* WHAT THE TASK REQUIRES
Print every line below exactly. Skip the pictures.
══ EXTRACTED ENTRIES ══
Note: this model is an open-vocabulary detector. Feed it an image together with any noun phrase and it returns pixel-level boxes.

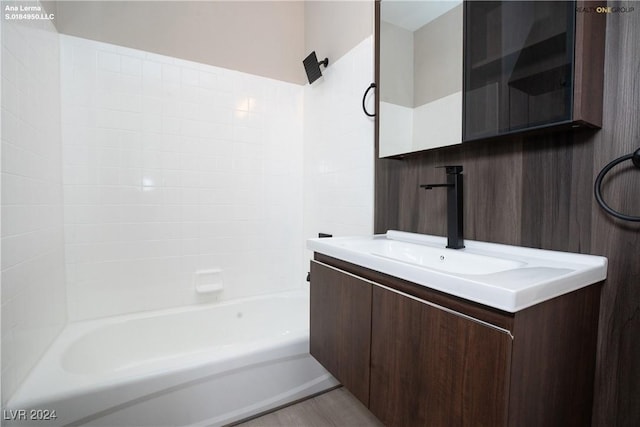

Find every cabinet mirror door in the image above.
[463,1,575,141]
[378,0,463,158]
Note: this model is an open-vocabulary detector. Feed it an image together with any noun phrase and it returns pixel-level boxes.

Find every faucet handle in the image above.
[436,165,463,174]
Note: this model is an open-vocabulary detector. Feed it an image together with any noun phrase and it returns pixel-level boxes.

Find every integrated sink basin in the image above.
[369,240,524,275]
[307,230,607,312]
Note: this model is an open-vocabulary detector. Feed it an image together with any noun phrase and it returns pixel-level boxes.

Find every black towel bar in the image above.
[594,147,640,222]
[362,83,376,117]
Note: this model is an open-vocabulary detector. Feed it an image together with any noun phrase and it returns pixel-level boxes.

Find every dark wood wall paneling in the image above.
[374,9,640,427]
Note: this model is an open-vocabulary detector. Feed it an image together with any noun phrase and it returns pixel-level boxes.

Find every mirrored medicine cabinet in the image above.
[376,0,605,159]
[377,0,463,158]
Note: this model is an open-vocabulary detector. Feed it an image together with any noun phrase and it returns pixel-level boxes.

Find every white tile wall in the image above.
[60,36,304,320]
[303,36,375,269]
[1,11,67,404]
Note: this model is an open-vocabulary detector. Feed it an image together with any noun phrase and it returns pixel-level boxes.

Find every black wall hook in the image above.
[362,83,376,117]
[594,147,640,222]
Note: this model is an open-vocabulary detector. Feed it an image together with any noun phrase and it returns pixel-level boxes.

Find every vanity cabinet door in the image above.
[369,286,512,427]
[309,261,372,406]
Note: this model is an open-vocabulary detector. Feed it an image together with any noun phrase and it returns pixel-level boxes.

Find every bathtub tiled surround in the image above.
[303,36,375,265]
[1,13,68,404]
[60,35,304,320]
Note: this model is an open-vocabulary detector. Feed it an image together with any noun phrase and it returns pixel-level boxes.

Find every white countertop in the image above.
[307,230,608,313]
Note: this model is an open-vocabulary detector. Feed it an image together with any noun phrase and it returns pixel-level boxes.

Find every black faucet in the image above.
[420,165,464,249]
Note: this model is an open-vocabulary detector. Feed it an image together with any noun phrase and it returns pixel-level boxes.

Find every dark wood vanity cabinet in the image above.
[369,286,512,426]
[463,1,605,141]
[309,260,372,406]
[310,254,602,427]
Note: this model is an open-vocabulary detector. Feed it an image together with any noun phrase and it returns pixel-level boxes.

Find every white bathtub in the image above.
[6,289,338,427]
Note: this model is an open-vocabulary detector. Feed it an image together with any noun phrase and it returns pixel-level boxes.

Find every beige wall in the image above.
[413,4,462,106]
[55,1,306,84]
[380,20,413,107]
[304,1,374,69]
[53,1,374,85]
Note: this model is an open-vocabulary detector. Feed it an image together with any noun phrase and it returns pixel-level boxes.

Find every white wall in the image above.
[379,101,413,157]
[303,36,375,263]
[1,11,67,404]
[60,35,304,320]
[380,92,462,157]
[412,91,462,151]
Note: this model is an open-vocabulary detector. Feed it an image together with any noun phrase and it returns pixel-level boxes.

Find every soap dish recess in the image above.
[194,269,224,295]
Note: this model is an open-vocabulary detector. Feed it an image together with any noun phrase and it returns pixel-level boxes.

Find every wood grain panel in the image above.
[376,138,523,245]
[369,286,512,427]
[573,1,607,127]
[509,285,602,427]
[309,261,372,406]
[589,8,640,426]
[521,130,594,252]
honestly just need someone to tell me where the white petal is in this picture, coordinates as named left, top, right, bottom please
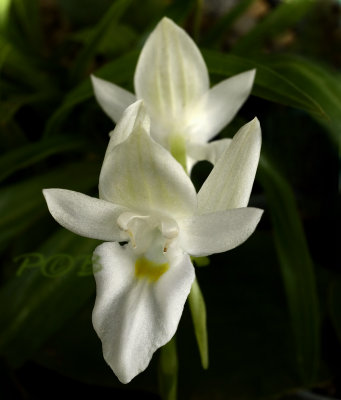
left=92, top=242, right=195, bottom=383
left=99, top=125, right=197, bottom=218
left=178, top=208, right=263, bottom=257
left=134, top=17, right=209, bottom=141
left=43, top=189, right=125, bottom=241
left=186, top=138, right=232, bottom=172
left=198, top=118, right=261, bottom=213
left=100, top=101, right=151, bottom=192
left=91, top=75, right=136, bottom=123
left=197, top=69, right=256, bottom=142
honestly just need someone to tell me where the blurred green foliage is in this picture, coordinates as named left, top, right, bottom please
left=0, top=0, right=339, bottom=399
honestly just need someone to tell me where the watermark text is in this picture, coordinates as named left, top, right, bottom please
left=13, top=253, right=101, bottom=278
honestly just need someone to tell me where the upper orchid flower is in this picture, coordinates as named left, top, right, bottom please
left=91, top=17, right=255, bottom=171
left=43, top=101, right=262, bottom=384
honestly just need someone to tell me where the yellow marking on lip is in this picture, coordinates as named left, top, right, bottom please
left=135, top=257, right=169, bottom=282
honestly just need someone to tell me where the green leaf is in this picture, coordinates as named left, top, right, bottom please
left=201, top=0, right=256, bottom=47
left=0, top=91, right=57, bottom=125
left=12, top=0, right=42, bottom=51
left=188, top=278, right=209, bottom=369
left=158, top=337, right=178, bottom=400
left=259, top=54, right=341, bottom=147
left=0, top=161, right=98, bottom=250
left=0, top=0, right=12, bottom=31
left=258, top=154, right=320, bottom=383
left=0, top=229, right=98, bottom=366
left=232, top=0, right=316, bottom=54
left=162, top=0, right=196, bottom=25
left=203, top=50, right=326, bottom=119
left=72, top=23, right=137, bottom=58
left=44, top=50, right=138, bottom=137
left=0, top=35, right=50, bottom=90
left=0, top=136, right=88, bottom=182
left=70, top=0, right=133, bottom=82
═══
* OUTPUT BELOW
Note: this model is an open-vocabulary detector. Feed it an image together with any noun phrase and it returns pixel-level boxes.


Find every cabinet mirror door in the image above.
[463,1,575,141]
[378,0,463,158]
Note: this model is an open-vocabulary detector. Feed it an image together with any noun phrase and it returns pixel-level boxes.

Find every faucet handle in the image above.
[436,165,463,174]
Note: this model is an open-vocabulary detector. Feed it an image together with any noun phrase and it returns pixel-level boxes.

Find every integrated sink basin in the image above.
[369,240,524,275]
[307,230,607,312]
Note: this model is an open-vocabulary detector. Feed it an image together with any noun phrase and it returns pixel-level boxes.

Find every black towel bar in the image above.
[594,147,640,222]
[362,83,376,117]
Note: this model is an open-vocabulary detector. Feed it an image together with any noun phrase and it returns pixel-level boxes.

Find every dark wood wall paneling in the image above.
[374,9,640,427]
Note: this model is an open-vocabulary detector. Feed it an image together with any noun phrase and it returns pixel-level boxes.

Find every mirrored medicine cabinet in the image above.
[376,0,605,159]
[377,0,463,158]
Note: this model is an open-vocabulary detector. Feed it an image together with any noun phrase and it returns pixel-level boxes.

Find every white tile wall in the image above.
[60,36,304,320]
[303,36,375,269]
[1,11,67,404]
Note: this model is an open-vocabulary detector. Feed it an image together with any noun phrase and it returns pixel-level boxes.

Find every black wall hook in the image above.
[362,83,376,117]
[594,147,640,222]
Note: this model is an open-vocabulary detector. Feed it an image together with any noun phrase and it returns pixel-level boxes.

Find every vanity cabinet door in the image above.
[369,286,512,427]
[309,261,372,406]
Note: this model is an open-vocabulary detector. Feed it an image together with any noun phrase and it returns pixel-level boxes.

Find every bathtub tiled surround in the image above.
[303,36,375,265]
[1,13,68,404]
[60,35,304,320]
Note: this model is an open-vocabulary detector. Feed it an image together with any noun phrase and it returns pixel-level boxes.

Find every white countertop in the image above.
[307,230,608,313]
Note: this model is an open-vocabulary detector. Feed it an image together with any noun phrase and it returns pixel-level boxes.

Find every black faucet in the image above.
[420,165,464,249]
Note: this model is an open-vocabulary detector. Feed it an image together with any noun phrase and it returns pixel-level boxes.

Find every dark wood vanity cabinet in the image above.
[369,286,512,426]
[463,1,605,141]
[309,260,372,406]
[310,254,602,427]
Note: this model is an open-vocabulary detector. Feed it an image together with any noun phrase and it returns pixel-level boxes.

Find every white bathtub in the image above.
[6,289,338,427]
Note: this model is an open-vocabulary detector. Feed it an image together with any noun phrase and it returns pixel-level boxes.

Find every beige wall in the image above.
[413,4,462,106]
[55,1,306,84]
[380,20,413,107]
[304,1,374,69]
[53,1,374,85]
Note: this model is an open-vocabulary detector. Feed it an image together with any noun phrase and it returns pixel-level boxes.

Find every white wall in the image above.
[379,101,413,157]
[303,36,375,263]
[1,11,67,404]
[60,35,304,320]
[380,92,462,157]
[412,91,462,151]
Note: this model is an open-vocabulary detector. Feed it an image together with any noun phrase and it returns pixel-level boxes.

Find every soap dish recess in the image above.
[194,269,224,295]
Note: this model is an open-vocabulary detector. Feed it an image together with any noun phrase and it returns pixel-level boxes.

Find every wood grain panel in the image above.
[376,138,523,245]
[369,286,512,427]
[573,1,607,127]
[509,285,602,427]
[309,261,372,406]
[589,8,640,426]
[521,130,594,252]
honestly just need someone to tell me where the white petal is in this picture, coordinates as named left, top, right, bottom please
left=92, top=242, right=195, bottom=383
left=99, top=125, right=197, bottom=218
left=178, top=208, right=263, bottom=257
left=134, top=17, right=209, bottom=141
left=43, top=189, right=125, bottom=241
left=186, top=138, right=232, bottom=172
left=198, top=118, right=261, bottom=213
left=100, top=101, right=151, bottom=192
left=91, top=75, right=136, bottom=123
left=197, top=69, right=256, bottom=142
honestly just need someone to tell me where the blurred green foliage is in this picture, coordinates as named left, top, right, bottom please
left=0, top=0, right=339, bottom=399
honestly just need someone to tell me where the watermark text is in this picture, coordinates as named left, top, right, bottom please
left=13, top=253, right=101, bottom=278
honestly just need someone to tell me where the upper orchid flower is in this picture, coordinates as named left, top, right, bottom please
left=91, top=17, right=255, bottom=171
left=43, top=101, right=262, bottom=384
honestly just need someone to tell me where the yellow marking on lip is in this picture, coordinates as named left, top, right, bottom please
left=135, top=257, right=169, bottom=282
honestly just need someone to tell me where the green leaf is in this picture, coordinates as named left, top, right, bottom please
left=201, top=0, right=256, bottom=47
left=0, top=91, right=57, bottom=125
left=12, top=0, right=42, bottom=51
left=188, top=278, right=209, bottom=369
left=158, top=337, right=178, bottom=400
left=259, top=54, right=341, bottom=147
left=0, top=161, right=98, bottom=250
left=0, top=0, right=12, bottom=31
left=258, top=154, right=320, bottom=383
left=0, top=229, right=98, bottom=366
left=232, top=0, right=316, bottom=54
left=162, top=0, right=196, bottom=25
left=203, top=50, right=326, bottom=119
left=72, top=23, right=137, bottom=58
left=44, top=50, right=138, bottom=137
left=0, top=35, right=50, bottom=90
left=0, top=136, right=88, bottom=182
left=70, top=0, right=133, bottom=82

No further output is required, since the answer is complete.